“Ladies and Gentlemen. I guess that takes in most of you. This is the opening of a new opera season, a season made possible by the generous checksof Mrs. Claypool. [Applause] I am sure the familiar strains of Verdi’s music will come back to you tonight, and Mrs. Claypool’s checks will probably come back in the morning. And now on with the opera. Let joy be unconfined. Let there be dancing in the streets, drinking in the saloons and necking in the parlor.” – Groucho Marx as Otis B. Driftwood in “A Night at the Opera” (Metro Goldwyn Mayer, 1935)
Boston Garden, now TD Garden after a bank, is a monument to sports, the arts, circuses, ice shows and more. John F. Kennedy gave a speech there in 1960. With a seating capacity of 19,580 the joint can get pretty loud. Make that deafening, at least for the Celtics and Bruins.
And for Cher, né Cherilyn Sarkisian, aka The Goddess of Pop. Born in 1946 in El Centro, California two hours east of San Diego, she’s been a star seemingly forever. Records, television, movies, you name it. Everyone knows her on sight, festooned in Hollywood fairy tale fashion splendor. Imagine Lady Gaga designing her outfits with an assist from Elton John.

**DATASET ROWS:**
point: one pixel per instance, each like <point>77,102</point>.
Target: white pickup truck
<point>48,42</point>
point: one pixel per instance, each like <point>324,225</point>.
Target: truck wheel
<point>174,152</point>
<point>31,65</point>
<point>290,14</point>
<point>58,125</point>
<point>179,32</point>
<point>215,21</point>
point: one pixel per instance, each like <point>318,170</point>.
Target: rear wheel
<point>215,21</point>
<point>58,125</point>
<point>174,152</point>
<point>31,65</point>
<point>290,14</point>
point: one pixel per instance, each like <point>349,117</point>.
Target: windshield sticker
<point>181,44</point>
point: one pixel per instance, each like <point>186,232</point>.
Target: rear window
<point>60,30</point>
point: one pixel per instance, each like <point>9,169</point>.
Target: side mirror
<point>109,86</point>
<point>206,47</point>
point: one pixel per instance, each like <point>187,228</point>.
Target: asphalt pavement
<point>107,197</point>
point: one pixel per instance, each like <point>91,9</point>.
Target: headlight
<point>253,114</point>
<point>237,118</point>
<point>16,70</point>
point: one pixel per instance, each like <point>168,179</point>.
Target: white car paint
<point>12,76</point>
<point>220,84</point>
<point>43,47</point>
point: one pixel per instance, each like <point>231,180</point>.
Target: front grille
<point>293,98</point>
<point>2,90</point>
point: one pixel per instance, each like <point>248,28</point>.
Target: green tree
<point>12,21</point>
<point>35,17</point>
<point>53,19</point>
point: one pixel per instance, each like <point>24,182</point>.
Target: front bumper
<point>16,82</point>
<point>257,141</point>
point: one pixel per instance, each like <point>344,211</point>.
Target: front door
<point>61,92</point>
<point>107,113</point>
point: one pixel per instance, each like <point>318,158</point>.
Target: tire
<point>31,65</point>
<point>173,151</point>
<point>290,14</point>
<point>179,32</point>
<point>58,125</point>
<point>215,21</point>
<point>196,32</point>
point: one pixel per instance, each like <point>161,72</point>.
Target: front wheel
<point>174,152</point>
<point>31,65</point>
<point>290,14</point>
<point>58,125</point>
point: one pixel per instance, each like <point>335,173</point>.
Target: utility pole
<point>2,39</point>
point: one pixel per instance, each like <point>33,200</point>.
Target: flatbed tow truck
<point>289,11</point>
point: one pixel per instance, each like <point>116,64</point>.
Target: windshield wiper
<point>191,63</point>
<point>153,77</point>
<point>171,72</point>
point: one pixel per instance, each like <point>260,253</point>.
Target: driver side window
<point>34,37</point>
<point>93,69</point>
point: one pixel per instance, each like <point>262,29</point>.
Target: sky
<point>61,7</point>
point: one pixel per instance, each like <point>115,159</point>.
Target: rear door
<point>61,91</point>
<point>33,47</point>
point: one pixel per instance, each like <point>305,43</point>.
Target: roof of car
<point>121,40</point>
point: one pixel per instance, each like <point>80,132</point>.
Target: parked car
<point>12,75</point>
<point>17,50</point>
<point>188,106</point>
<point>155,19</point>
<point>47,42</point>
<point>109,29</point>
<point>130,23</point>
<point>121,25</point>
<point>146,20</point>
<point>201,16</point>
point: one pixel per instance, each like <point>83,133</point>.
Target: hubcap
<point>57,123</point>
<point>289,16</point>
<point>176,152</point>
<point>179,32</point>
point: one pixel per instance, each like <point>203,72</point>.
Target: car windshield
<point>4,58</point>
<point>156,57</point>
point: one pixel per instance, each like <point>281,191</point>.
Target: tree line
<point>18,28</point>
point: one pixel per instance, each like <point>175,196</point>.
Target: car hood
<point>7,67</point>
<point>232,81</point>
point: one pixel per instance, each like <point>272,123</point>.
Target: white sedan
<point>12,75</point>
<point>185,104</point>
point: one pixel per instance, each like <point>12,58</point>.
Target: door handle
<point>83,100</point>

**THINGS TO DO:**
1) Update the passage from "And for Cher, né" to "from Elton John.", replacing "movies" with "films".
2) List every year the passage mentions.
3) Continue the piece about Cher and Boston Garden after its last sentence.

**ANSWERS TO THE PROBLEMS:**
1)
And for Cher, né Cherilyn Sarkisian, aka The Goddess of Pop. Born in 1946 in El Centro, California two hours east of San Diego, she’s been a star seemingly forever. Records, television, films, you name it. Everyone knows her on sight, festooned in Hollywood fairy tale fashion splendor. Imagine Lady Gaga designing her outfits with an assist from Elton John.

2) 1935, 1960, 1946

3)
My son and ace wingman Jack and I went to see this feathered asteroid last month at the Garden. We got there early and were mosh pitted by an enormous, raucous crowd. About 75% women, virtually all of them white and dressed to PARTY. Many arrived at their seats sloshing the $15 beers sold there. We saw no one munching on the $10.50 hotdogs or bargain basement $5 peanuts. Hey, too messy! Up the escalator, we ran into Sonny and Cher wannabes and grabbed a photo. I’m the one who looks dazed and confused (apologies to Led Zeppelin).
We arrived at our floor seats just in time, the first row in our section. Out burst the opening act, Nile Rodgers and CHIC. Mr. Rodgers’ show is no Mr. Rogers’ Neighborhood. It is cataclysmically loud. Endless. The crowd loved it even though I was probably the only one Rodgers’ age. Then came a very long intermission. Off went the sparkled ladies for more beer. As they returned, some young fellow cascaded down one of the stairways dancing to the music and they went ever more nuts and forget the $5 kind. Jack and I loved it, too, a free show within a show. Hard to tell if he was part of the act or maybe just a bashful guy who just dumped his shrink. Whatever.
At long last the super-diva herself floated down to the stage. She was costumed from another planet and the Here We Go Again tour’s main act was underway. Buckle up, Earthlings. She sang many of her standards, including “The Beat Goes On” and “Fernando.” Her dance troupe was terrific, Broadway-esque if not operatic. Athletic, sculpted, glorious. The set design for this show is resplendent, only lacking a Navy flyover and Kentucky Derby horses, though they did have a huge faux elephant that Cher rode around on. Yikes.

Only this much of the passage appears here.